Data extracted from a collection:
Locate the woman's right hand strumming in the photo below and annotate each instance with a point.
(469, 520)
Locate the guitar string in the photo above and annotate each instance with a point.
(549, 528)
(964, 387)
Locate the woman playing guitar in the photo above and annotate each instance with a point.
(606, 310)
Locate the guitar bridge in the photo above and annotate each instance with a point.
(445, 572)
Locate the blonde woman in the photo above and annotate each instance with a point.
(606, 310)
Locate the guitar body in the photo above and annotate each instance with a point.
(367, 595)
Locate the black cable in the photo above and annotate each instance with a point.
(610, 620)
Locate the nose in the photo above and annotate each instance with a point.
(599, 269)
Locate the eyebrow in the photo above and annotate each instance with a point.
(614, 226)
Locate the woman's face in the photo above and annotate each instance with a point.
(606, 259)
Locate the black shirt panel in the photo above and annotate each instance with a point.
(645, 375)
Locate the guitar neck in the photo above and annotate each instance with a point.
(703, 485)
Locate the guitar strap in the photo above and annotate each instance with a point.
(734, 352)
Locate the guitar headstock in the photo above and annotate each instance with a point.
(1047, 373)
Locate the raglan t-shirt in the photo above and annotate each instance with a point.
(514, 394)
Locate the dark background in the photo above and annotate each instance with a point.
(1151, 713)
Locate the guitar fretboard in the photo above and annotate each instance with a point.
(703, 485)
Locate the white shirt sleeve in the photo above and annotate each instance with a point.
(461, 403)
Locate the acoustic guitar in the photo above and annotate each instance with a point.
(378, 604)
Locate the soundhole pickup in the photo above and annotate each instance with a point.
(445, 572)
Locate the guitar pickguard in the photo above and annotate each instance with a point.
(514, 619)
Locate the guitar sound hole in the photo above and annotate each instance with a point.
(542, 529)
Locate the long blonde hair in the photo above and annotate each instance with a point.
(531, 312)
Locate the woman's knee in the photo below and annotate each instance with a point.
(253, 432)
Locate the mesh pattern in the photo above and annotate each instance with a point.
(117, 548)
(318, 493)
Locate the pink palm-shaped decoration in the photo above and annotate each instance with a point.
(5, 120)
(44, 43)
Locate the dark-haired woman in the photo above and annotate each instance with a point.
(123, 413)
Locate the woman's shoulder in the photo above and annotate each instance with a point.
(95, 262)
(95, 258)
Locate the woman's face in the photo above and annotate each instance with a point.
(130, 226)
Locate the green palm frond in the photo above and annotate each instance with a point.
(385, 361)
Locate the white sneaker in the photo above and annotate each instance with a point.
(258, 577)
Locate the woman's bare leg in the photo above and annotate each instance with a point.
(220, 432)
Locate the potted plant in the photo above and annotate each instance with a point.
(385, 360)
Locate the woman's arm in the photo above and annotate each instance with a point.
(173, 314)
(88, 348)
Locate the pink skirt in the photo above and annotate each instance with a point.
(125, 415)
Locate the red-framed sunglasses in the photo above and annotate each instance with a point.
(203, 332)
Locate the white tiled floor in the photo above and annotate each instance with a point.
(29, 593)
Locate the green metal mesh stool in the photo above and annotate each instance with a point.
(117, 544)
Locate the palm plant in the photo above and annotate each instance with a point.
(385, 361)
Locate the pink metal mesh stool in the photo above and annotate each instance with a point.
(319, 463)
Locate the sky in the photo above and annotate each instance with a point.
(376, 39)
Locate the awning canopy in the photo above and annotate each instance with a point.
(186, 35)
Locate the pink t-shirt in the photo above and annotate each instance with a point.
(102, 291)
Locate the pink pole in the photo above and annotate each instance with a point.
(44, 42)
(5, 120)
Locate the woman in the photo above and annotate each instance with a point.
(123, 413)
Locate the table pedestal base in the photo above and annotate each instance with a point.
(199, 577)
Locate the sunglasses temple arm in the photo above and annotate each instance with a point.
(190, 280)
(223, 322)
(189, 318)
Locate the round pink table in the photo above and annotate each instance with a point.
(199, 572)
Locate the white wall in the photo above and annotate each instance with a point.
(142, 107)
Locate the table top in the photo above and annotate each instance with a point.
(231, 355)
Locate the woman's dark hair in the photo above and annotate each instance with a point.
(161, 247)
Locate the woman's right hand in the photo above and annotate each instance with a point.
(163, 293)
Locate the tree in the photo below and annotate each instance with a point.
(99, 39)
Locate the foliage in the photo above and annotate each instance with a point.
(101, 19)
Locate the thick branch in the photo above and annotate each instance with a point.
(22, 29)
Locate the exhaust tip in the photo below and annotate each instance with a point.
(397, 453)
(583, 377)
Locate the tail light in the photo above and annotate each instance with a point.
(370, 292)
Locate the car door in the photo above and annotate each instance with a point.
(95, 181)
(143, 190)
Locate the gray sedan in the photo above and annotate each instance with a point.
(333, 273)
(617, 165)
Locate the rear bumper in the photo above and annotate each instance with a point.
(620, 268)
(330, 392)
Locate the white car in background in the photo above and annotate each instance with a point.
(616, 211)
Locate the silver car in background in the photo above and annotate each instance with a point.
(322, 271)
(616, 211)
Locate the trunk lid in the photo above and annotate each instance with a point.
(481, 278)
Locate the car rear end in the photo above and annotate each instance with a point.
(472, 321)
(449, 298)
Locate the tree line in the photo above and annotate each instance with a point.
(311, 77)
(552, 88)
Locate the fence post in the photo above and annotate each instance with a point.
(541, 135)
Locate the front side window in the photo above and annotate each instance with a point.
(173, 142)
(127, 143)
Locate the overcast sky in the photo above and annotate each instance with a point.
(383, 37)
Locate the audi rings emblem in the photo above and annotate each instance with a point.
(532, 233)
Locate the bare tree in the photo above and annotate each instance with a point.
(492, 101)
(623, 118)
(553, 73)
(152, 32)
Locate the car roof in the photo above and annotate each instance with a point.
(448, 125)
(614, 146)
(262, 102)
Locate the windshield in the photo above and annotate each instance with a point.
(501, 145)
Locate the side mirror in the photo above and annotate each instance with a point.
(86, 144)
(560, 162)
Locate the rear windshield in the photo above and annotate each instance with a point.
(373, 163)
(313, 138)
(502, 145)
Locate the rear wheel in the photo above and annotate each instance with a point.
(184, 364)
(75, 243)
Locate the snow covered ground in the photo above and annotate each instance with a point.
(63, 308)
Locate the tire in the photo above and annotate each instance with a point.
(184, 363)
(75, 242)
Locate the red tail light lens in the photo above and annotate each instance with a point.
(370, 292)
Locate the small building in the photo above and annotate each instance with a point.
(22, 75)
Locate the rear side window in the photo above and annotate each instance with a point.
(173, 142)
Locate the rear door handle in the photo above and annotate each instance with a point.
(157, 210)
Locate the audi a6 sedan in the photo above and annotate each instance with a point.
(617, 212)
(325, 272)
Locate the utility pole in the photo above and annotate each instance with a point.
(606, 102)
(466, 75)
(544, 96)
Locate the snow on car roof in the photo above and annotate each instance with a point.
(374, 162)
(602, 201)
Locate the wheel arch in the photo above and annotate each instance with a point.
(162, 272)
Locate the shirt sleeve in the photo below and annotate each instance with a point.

## Exercise description
Write the entire listing out again, word for word.

## Reply to the task
Locate the woman's right hand strumming in the photo below and annotate each instance with a point.
(469, 520)
Locate the guitar string in the photo above and annotate each instance with a point.
(549, 528)
(964, 387)
Locate the woman playing guitar in the photo above and annotate each instance with a point.
(606, 310)
Locate the guitar bridge in the photo above and annotate each instance with a point.
(445, 572)
Locate the blonde woman in the photo above and annotate each instance with a point.
(606, 310)
Locate the guitar body in the photo above and annotate each instance with a point.
(367, 595)
Locate the black cable in the photo above and annotate each instance with a point.
(610, 620)
Locate the nose in the photo above and annotate each instance with a point.
(599, 269)
Locate the eyebrow in the photo above and annotate each instance with a point.
(614, 226)
Locate the woman's face in the photo above and annotate each instance with a point.
(606, 259)
Locate the black shirt panel in the photo above and annotate each instance with a point.
(645, 375)
Locate the guitar neck in the photo above and annotate each instance with a point.
(703, 485)
Locate the guitar strap in the photo above and annotate each instance with a point.
(734, 352)
Locate the guitar headstock in the photo above and annotate each instance with a point.
(1047, 373)
Locate the raglan t-shirt in the photo above and annotate each instance with a point.
(514, 394)
Locate the dark background in the photo above and annotate each instance with a point.
(1151, 713)
Locate the guitar fretboard in the photo above and annotate each instance with a point.
(703, 485)
Locate the white shirt sleeve in the photo above and annotate each instance with a point.
(461, 403)
Locate the acoustic guitar in the photo above and annotate each instance with a point.
(378, 604)
Locate the soundhole pickup in the photo above and annotate each instance with a point.
(445, 572)
Locate the guitar pickguard in the photo above and annotate each instance with a point.
(514, 619)
Locate the guitar sound hole in the photo above and annotate each instance with a point.
(542, 529)
Locate the long blonde hair in the photo above and annotate each instance with a point.
(531, 312)
Locate the woman's knee in the photo below and annotate each instance with a point.
(253, 432)
Locate the mesh pattern in the photo above and annotate each instance with a point.
(117, 548)
(318, 493)
Locate the pink palm-shaped decoration in the photo above and annotate each instance with a point.
(5, 120)
(44, 43)
Locate the dark-haired woman in the photo above and annotate each instance with a point.
(123, 413)
Locate the woman's shoulder in the photo above and annotate each instance with a point.
(95, 262)
(95, 258)
Locate the woman's face in the photo above and annotate each instance with a point.
(130, 226)
Locate the green palm frond in the photo above and annotate each instance with a point.
(385, 361)
Locate the white sneaker in the photo above and annotate each instance with a point.
(258, 577)
Locate the woman's bare leg in the photo above and annotate each instance with a point.
(220, 432)
Locate the potted plant in the photo above and annotate each instance with a point.
(385, 360)
Locate the woman's arm in the photo above and annotate each instance with a point.
(173, 314)
(88, 348)
Locate the pink skirt in the photo above and annotate each instance with a point.
(125, 415)
Locate the red-framed sunglasses in the photo above and annotate each instance with a point.
(203, 332)
Locate the white tiled floor in the photo above and annotate each instance with a point.
(29, 593)
Locate the green metal mesh stool in the photo above and annotate each instance with a point.
(117, 544)
Locate the palm plant in the photo above and annotate each instance with a point.
(385, 361)
Locate the pink metal mesh stool in the photo above and annotate each instance with a point.
(319, 463)
Locate the sky in the photo above and annotate each instance with a point.
(376, 39)
Locate the awning canopy in the photo above and annotate each instance with a point.
(186, 35)
Locate the pink t-shirt in the photo above and annotate each instance with a point.
(102, 291)
Locate the pink pole in the photo above and annotate each instance with a point.
(44, 42)
(5, 120)
Locate the woman in the photo above and annotate each instance with a point.
(123, 413)
Locate the table pedestal base in the photo above and annotate each instance with a point.
(199, 577)
Locate the sunglasses temple arm in the photo above and annotate each instance with a point.
(190, 280)
(223, 322)
(189, 318)
Locate the round pink table in the photo above and annotate each instance with a point.
(199, 572)
Locate the white wall in the photo above and annotate each instance with a point.
(142, 107)
Locate the table top in the photo above and annotate each instance with a point.
(231, 355)
Locate the woman's dark hair in the photo above and annotate each instance with a point.
(161, 247)
Locate the woman's right hand in the photo above and annotate each instance with a point.
(163, 293)
Locate the tree in the photo below and annotate each instance with a point.
(99, 39)
Locate the foliage in the photo above and annotate each instance with a point.
(101, 19)
Locate the thick branch in the photo above and annotate each instance with a point.
(22, 29)
Locate the exhaust tip in the photo below and annotate each instance with a point.
(397, 453)
(583, 377)
Locate the tail light in the photo above and annotate each instance with a point.
(370, 292)
Locate the car door in the photo above and annotate each instance with a point.
(95, 181)
(143, 190)
Locate the gray sedan in the photo above and annotate each instance with a point.
(333, 273)
(617, 165)
Locate the rear bumper in the photo above and annotate each instance with a point.
(620, 268)
(330, 392)
Locate the white car in background in the photo above and annotate each instance with a point.
(616, 211)
Locate the silver car in background in the photo above and annotate each instance with a point.
(322, 271)
(616, 211)
Locate the trunk lid in the photo above and annotate each instance with a point.
(481, 278)
Locate the car rear end in the photo above and annotate each instance with a point.
(472, 321)
(449, 298)
Locate the tree line in the photo above and annotate each instance with a point.
(311, 77)
(552, 88)
Locate the fence post in the photo above and annotate each instance with a point.
(541, 135)
Locate the front side window in the photo above and annotate each instance with a point.
(173, 142)
(127, 143)
Locate the overcast sky in the photo above and annotate each instance with a point.
(383, 37)
Locate the audi rings emblem in the photo above and annotate each instance with a point.
(532, 233)
Locate the bare tree in the photo above and annotate each instance with a point.
(492, 101)
(623, 118)
(553, 73)
(152, 32)
Locate the car roof in the photo above and annotate each instance with a point.
(448, 125)
(614, 146)
(262, 102)
Locate the windshield in the photo above and annotate each instance with a point.
(501, 145)
Locate the side mirror in the photo above and annotate each instance with a point.
(86, 144)
(560, 162)
Locate the rear windshield in the photo above and annotate each instance with a point.
(373, 163)
(313, 138)
(502, 145)
Locate the rear wheel in the photo above and annotate each instance with a point.
(184, 364)
(75, 243)
Locate the snow covered ground in the photo above and annotate each instance with a point.
(63, 308)
Locate the tire in the photo above and annotate each instance with a point.
(184, 363)
(75, 242)
Locate the red tail light lens in the photo above and annotate each instance with a point.
(370, 292)
Locate the small building in the photo above and annotate each instance with a point.
(22, 75)
Locate the rear side window in the photo above and annotate each instance with a point.
(173, 142)
Locate the rear door handle in the photo above and annotate each instance with a point.
(157, 210)
Locate the audi a6 sedan in the photo above and annotate each instance with a point.
(617, 212)
(325, 272)
Locate the utility pole in the photo above and annotate each instance with a point.
(606, 102)
(466, 75)
(544, 96)
Locate the snow on car roof in the photo above and annotate each instance with a point.
(374, 162)
(602, 201)
Locate the wheel arch in the photo above and annotate each instance with a point.
(162, 272)
Locate the shirt sleeve in the photo below and annotate each instance with a point.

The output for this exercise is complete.